* Information provided:
-------------------------
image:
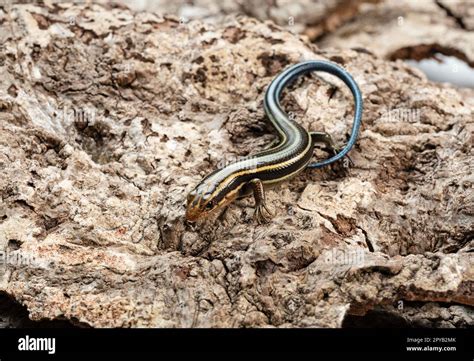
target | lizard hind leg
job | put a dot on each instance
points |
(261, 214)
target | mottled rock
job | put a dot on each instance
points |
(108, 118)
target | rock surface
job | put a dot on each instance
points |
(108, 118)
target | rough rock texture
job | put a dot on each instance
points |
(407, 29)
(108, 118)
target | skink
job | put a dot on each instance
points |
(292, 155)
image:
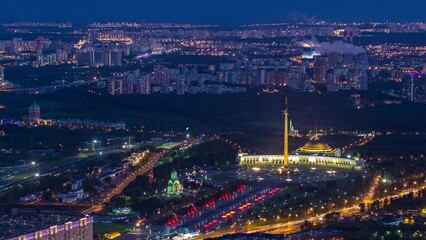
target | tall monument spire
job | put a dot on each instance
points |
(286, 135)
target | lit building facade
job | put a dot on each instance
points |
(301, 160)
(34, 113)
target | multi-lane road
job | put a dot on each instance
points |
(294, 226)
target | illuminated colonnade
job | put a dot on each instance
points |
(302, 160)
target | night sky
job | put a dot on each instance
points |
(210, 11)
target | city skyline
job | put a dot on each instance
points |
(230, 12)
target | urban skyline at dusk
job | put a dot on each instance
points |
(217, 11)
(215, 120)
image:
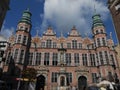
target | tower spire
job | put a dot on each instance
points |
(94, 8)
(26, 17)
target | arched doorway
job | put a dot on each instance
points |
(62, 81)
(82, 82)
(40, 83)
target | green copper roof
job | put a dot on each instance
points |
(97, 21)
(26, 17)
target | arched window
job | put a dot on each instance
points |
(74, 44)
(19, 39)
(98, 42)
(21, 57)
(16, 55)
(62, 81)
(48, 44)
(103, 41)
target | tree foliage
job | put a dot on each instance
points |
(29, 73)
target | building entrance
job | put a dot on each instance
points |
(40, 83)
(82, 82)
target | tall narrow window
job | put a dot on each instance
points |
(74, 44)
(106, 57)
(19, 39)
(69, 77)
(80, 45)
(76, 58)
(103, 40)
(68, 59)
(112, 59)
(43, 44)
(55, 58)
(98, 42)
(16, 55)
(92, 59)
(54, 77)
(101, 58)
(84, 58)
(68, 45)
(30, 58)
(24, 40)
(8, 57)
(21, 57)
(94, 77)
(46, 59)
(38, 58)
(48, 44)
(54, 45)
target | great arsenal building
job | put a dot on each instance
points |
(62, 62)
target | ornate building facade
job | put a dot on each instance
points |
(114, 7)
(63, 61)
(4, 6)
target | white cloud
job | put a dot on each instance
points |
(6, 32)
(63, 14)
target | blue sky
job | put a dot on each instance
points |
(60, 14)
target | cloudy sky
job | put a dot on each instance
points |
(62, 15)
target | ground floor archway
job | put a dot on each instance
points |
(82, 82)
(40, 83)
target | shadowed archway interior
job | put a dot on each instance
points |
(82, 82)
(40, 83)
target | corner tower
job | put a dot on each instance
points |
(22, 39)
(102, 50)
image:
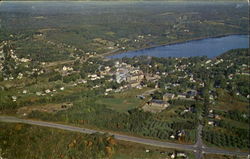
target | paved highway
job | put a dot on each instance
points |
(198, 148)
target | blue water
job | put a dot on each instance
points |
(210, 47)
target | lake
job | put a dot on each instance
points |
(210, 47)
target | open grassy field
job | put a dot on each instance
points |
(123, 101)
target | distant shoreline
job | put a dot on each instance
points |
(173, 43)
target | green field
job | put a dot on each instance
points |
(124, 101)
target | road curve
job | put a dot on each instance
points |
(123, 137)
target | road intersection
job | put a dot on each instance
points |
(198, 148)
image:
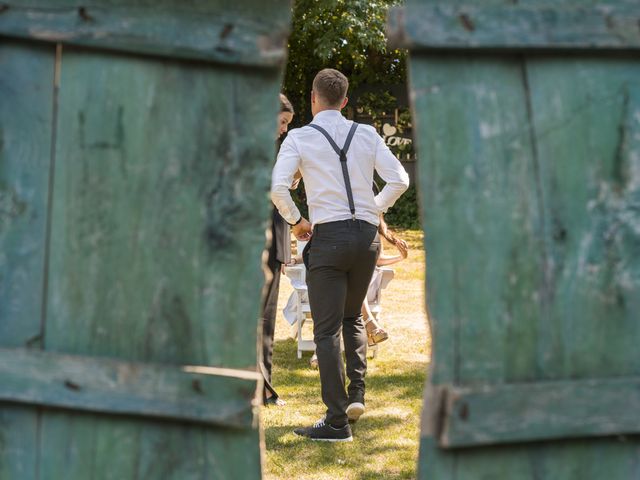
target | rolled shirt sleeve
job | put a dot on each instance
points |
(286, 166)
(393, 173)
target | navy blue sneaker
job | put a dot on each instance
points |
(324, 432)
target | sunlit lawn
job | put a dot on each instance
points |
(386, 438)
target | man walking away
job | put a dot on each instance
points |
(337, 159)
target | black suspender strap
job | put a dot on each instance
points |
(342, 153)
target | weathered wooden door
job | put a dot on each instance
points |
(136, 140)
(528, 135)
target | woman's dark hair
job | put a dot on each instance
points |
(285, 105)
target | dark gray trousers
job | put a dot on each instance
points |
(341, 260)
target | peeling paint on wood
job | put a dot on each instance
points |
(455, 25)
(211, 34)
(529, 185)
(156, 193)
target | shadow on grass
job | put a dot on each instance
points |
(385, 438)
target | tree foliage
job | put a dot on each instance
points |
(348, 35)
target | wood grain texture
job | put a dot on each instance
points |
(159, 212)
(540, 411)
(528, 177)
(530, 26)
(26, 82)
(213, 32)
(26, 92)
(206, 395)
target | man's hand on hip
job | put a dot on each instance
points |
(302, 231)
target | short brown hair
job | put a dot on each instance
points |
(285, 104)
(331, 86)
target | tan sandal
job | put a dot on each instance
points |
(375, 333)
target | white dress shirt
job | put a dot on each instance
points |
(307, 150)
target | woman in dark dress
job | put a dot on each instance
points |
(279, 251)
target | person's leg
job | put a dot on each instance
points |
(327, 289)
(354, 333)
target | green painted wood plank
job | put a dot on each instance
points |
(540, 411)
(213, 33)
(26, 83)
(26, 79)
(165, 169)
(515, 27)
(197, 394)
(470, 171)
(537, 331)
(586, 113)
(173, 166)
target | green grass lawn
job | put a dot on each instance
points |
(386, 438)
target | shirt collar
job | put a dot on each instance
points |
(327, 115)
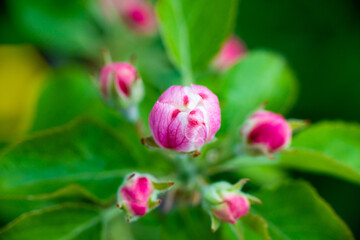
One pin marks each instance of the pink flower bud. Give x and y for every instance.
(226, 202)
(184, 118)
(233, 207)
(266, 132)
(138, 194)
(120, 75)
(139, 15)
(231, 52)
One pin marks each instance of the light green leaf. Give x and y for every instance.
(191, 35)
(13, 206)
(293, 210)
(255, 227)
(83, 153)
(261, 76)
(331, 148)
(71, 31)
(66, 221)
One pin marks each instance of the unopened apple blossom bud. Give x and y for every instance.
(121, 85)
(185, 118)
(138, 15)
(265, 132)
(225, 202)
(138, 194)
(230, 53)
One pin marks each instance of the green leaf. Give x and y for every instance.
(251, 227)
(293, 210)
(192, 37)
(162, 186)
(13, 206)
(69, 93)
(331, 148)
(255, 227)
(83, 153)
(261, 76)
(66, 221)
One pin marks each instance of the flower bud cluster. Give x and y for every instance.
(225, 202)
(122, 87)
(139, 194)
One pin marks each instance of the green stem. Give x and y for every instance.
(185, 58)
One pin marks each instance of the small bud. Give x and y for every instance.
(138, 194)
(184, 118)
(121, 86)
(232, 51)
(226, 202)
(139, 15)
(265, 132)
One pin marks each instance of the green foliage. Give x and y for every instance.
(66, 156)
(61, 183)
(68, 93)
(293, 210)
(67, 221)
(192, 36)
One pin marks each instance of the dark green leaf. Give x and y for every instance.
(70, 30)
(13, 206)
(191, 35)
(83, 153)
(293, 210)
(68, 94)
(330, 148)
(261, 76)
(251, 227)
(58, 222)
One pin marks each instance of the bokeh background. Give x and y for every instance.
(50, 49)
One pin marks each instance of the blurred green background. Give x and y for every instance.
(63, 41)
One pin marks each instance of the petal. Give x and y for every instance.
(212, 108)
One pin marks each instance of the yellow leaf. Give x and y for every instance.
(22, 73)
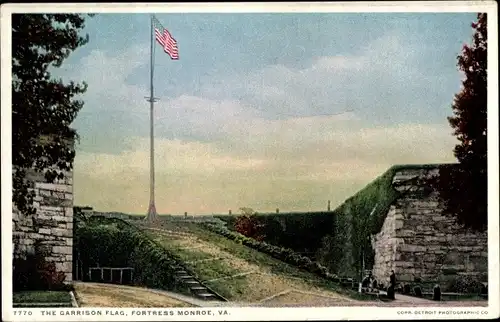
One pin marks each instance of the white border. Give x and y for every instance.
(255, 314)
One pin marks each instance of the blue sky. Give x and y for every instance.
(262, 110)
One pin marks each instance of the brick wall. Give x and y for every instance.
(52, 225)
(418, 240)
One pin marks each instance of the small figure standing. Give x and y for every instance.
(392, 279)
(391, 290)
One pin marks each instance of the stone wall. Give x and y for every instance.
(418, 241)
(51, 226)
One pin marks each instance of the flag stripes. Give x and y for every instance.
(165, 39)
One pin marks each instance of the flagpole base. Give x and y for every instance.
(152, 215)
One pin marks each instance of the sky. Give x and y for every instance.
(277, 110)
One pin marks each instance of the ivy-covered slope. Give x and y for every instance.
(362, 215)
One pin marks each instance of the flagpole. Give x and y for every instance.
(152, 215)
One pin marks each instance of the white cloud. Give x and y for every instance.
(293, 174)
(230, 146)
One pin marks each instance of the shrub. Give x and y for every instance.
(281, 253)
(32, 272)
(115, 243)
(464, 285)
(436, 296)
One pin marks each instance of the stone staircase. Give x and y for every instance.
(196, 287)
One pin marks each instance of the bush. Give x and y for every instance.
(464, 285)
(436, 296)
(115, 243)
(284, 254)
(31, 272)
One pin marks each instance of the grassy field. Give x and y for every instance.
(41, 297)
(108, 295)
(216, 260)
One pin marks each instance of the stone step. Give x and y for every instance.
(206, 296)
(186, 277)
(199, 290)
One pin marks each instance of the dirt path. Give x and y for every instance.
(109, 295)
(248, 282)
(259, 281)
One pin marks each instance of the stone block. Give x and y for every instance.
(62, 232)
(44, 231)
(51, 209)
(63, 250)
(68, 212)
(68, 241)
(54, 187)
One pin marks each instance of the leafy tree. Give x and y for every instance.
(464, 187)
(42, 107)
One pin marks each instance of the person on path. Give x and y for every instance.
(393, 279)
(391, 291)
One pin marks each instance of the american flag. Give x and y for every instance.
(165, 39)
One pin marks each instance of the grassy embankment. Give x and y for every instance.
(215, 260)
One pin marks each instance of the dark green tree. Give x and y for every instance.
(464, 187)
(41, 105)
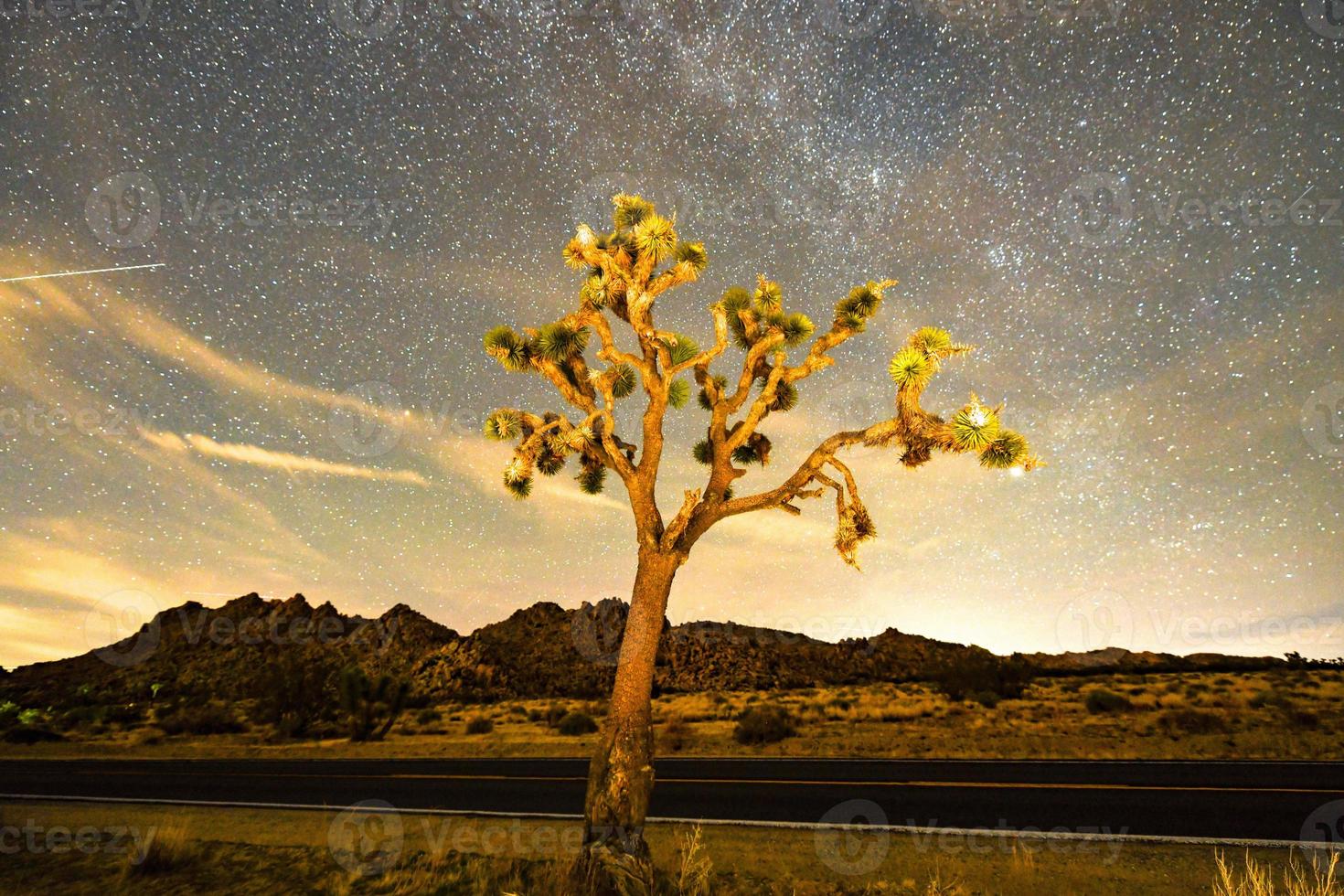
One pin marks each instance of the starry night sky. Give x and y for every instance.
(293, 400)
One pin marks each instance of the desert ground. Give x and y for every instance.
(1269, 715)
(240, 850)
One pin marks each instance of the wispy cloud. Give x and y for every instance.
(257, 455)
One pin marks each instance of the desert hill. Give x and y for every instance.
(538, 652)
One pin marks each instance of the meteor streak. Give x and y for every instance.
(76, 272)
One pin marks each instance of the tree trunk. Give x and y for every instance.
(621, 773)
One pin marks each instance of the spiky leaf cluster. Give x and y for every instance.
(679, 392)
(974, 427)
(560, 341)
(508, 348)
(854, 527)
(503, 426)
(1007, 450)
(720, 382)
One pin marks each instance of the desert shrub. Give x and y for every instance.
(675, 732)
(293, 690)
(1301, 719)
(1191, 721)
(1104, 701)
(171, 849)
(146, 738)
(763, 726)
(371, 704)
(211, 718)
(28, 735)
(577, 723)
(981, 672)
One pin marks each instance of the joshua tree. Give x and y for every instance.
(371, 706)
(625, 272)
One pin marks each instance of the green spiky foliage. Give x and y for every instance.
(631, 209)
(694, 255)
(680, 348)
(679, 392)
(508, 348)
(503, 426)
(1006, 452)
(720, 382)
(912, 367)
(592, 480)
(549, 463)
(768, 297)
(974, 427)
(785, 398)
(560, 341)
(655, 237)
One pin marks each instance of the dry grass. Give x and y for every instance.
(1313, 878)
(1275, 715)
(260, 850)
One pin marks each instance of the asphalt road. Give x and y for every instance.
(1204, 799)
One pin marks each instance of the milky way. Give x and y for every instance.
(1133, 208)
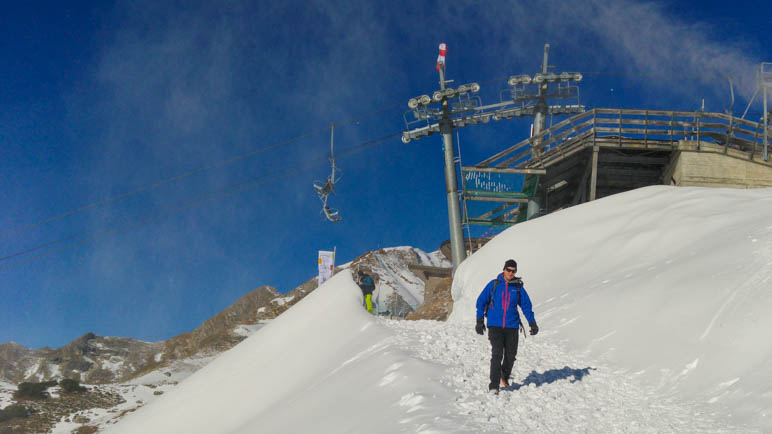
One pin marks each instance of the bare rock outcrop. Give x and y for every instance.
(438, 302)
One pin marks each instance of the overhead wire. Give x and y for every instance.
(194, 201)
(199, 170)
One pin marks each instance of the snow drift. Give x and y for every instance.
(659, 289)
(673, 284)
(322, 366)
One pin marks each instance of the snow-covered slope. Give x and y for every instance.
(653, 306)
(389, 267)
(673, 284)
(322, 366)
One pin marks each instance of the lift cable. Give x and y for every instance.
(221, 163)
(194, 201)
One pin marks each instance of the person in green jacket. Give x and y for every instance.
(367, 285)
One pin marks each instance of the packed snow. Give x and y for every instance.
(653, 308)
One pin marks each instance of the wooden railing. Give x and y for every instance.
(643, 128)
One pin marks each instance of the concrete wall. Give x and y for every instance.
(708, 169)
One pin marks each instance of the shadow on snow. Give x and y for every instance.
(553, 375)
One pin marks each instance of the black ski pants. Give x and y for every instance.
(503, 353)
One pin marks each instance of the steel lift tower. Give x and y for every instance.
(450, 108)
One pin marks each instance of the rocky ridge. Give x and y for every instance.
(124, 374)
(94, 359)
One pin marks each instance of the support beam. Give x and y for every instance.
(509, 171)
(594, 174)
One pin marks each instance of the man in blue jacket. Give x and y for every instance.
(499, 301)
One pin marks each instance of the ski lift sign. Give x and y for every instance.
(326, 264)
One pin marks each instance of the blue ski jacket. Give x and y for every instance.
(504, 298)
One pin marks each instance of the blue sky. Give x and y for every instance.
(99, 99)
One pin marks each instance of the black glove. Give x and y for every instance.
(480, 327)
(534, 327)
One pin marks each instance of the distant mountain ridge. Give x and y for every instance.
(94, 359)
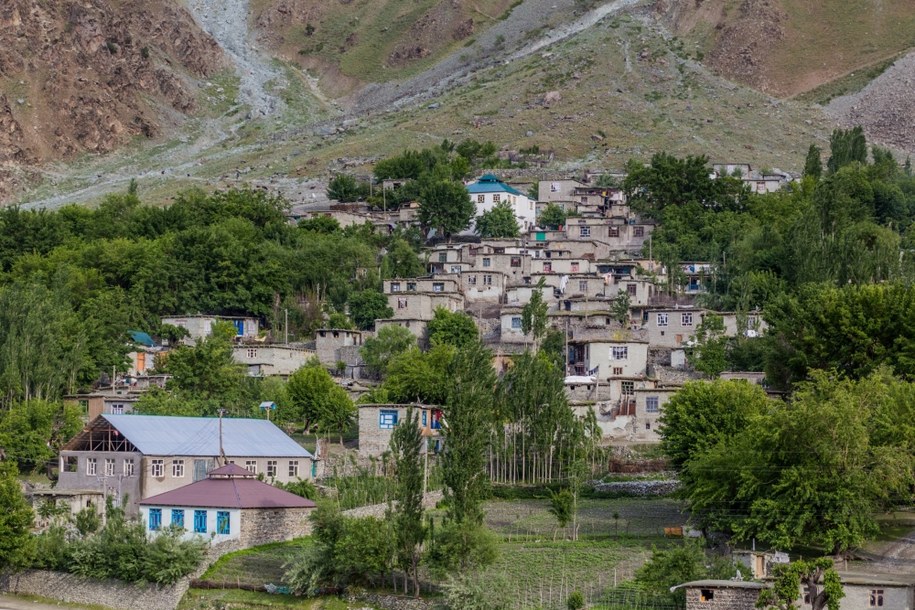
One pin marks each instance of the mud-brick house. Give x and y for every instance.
-------------------------
* Work to be completed: Using the records above, copy exactly and only the lines from the line with "One pin marks each instance of the asphalt" through the end, both included; leave every picture out.

* Full response:
One pin marks each instance of the asphalt road. Give x and y for every instance.
(1204, 799)
One pin marks each instance of the milky way. Give x and y for every instance.
(1133, 208)
One pin marks each instance of the bare rock outcrop. Give x and y for every instance.
(438, 302)
One pin marks each instance of the overhead wire. Give x and y for every instance.
(194, 201)
(199, 170)
One pin marks each instance of the snow drift. Give x and y for every instance.
(659, 289)
(673, 284)
(322, 366)
One pin marks each instance of the snow-covered slope. Give x and y for every instance.
(653, 306)
(389, 267)
(673, 284)
(322, 366)
One pin marks each instance of the lift cable. Give x and y for every instance.
(221, 163)
(194, 201)
One pin marks each instance of the person in green jacket. Give x and y for every instance.
(367, 285)
One pin marks each instance of the packed snow. Give x and y for every instance.
(653, 308)
One pin marks each instance of the wooden railing. Give x and y for every instance.
(643, 128)
One pin marks each instance of the concrete wall. Give x and y for every instance.
(708, 169)
One pin marks each instance of the shadow on snow. Give x and y for every instance.
(553, 375)
One pin marks each instance of the black ski pants. Give x and y for every instance.
(503, 353)
One pin marks each instance of the steel lift tower. Give x and y for every instance.
(450, 108)
One pin marks each instance of the rocky ridge. Give x and y for every instance.
(124, 374)
(94, 359)
One pin marks each instance of the support beam. Give x and y for every instance.
(509, 171)
(594, 174)
One pin marks each instance of the man in blue jacket. Give x and y for every instance.
(499, 301)
One pin marks each instance of the ski lift sign. Give x and y for every instance.
(326, 264)
One pin marks each instance of the blue ski jacket. Give x and y for every instance.
(504, 298)
One pin marks each instance of the blue sky. Give x and y for every instance.
(99, 99)
One pin marks each instance of the black glove. Give x and y for every instance.
(480, 327)
(534, 327)
One pin marks each instance of the distant mountain ridge. Give x and y for every instance.
(94, 359)
One pin marks each instance of the mud-brick house. Give x and y for every instance.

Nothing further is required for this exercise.